> _Recorded information_:
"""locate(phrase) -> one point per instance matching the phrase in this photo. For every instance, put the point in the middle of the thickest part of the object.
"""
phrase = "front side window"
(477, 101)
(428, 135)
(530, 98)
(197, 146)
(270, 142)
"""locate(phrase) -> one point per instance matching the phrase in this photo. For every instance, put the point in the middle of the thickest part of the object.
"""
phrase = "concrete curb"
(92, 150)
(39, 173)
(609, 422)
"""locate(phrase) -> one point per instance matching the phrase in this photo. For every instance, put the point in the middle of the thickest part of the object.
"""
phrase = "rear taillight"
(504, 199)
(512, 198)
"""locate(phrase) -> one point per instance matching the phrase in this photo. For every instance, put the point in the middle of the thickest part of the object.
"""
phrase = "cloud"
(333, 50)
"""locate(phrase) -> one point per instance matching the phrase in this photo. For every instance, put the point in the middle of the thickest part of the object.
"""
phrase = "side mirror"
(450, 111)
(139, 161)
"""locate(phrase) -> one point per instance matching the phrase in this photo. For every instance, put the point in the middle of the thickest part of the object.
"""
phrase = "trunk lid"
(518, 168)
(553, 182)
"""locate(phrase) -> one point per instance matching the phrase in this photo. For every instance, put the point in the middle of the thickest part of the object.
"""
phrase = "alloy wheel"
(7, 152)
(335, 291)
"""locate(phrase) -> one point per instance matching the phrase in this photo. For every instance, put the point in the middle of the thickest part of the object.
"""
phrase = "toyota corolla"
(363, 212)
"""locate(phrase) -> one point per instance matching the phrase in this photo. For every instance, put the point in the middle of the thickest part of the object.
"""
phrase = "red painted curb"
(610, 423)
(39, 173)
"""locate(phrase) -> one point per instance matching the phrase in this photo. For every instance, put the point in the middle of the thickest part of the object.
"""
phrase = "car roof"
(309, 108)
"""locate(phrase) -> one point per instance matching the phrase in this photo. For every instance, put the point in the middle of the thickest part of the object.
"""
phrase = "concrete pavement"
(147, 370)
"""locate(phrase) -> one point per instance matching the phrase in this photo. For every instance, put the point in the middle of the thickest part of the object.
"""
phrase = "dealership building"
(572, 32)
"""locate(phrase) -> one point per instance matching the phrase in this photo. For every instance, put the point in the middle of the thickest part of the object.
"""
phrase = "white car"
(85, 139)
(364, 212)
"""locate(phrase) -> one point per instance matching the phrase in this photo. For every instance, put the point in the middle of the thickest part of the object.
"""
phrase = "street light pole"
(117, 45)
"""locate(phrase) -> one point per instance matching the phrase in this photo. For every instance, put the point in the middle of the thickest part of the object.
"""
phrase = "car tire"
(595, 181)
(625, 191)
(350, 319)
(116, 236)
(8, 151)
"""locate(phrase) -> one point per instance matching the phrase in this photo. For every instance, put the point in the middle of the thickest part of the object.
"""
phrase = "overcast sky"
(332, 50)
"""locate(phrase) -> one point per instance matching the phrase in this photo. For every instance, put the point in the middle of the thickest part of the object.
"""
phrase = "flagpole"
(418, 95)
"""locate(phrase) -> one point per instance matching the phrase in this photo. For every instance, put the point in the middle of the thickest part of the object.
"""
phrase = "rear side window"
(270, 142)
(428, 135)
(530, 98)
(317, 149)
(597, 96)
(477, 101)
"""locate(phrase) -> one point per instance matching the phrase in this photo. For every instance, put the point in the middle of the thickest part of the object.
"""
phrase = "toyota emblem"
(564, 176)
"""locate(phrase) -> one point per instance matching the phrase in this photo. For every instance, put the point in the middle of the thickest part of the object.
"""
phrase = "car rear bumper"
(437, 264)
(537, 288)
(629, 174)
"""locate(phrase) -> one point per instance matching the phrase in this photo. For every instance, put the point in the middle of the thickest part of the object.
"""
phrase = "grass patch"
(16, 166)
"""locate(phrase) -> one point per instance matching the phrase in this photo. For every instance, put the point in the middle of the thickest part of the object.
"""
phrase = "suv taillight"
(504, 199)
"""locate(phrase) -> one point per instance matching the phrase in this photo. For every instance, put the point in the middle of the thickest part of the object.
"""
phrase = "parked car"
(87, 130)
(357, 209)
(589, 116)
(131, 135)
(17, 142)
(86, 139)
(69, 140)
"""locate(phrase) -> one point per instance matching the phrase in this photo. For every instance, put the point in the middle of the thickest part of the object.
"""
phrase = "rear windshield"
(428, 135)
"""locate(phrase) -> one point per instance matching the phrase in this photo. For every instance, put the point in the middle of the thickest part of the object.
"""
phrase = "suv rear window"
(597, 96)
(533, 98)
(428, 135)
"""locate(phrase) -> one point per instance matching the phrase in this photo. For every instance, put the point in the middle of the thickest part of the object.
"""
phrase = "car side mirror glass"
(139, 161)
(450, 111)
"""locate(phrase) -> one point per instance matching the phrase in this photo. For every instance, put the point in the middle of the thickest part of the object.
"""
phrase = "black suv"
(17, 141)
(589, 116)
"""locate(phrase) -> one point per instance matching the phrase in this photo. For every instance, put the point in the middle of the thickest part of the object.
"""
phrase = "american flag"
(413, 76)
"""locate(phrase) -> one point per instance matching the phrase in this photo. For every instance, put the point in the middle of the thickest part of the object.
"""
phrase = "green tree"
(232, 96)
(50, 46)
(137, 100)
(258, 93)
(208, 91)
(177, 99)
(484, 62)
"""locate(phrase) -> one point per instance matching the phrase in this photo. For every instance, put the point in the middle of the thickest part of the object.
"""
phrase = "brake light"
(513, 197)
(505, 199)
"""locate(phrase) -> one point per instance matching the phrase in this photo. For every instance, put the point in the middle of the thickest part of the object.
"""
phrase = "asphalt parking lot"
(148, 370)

> _Aim_:
Find every line above that contains the word "side" and copy each one out in full.

> _Written answer_:
phrase = "front side window"
phrase = "side mirror"
phrase = "rear side window"
phrase = "car side mirror glass"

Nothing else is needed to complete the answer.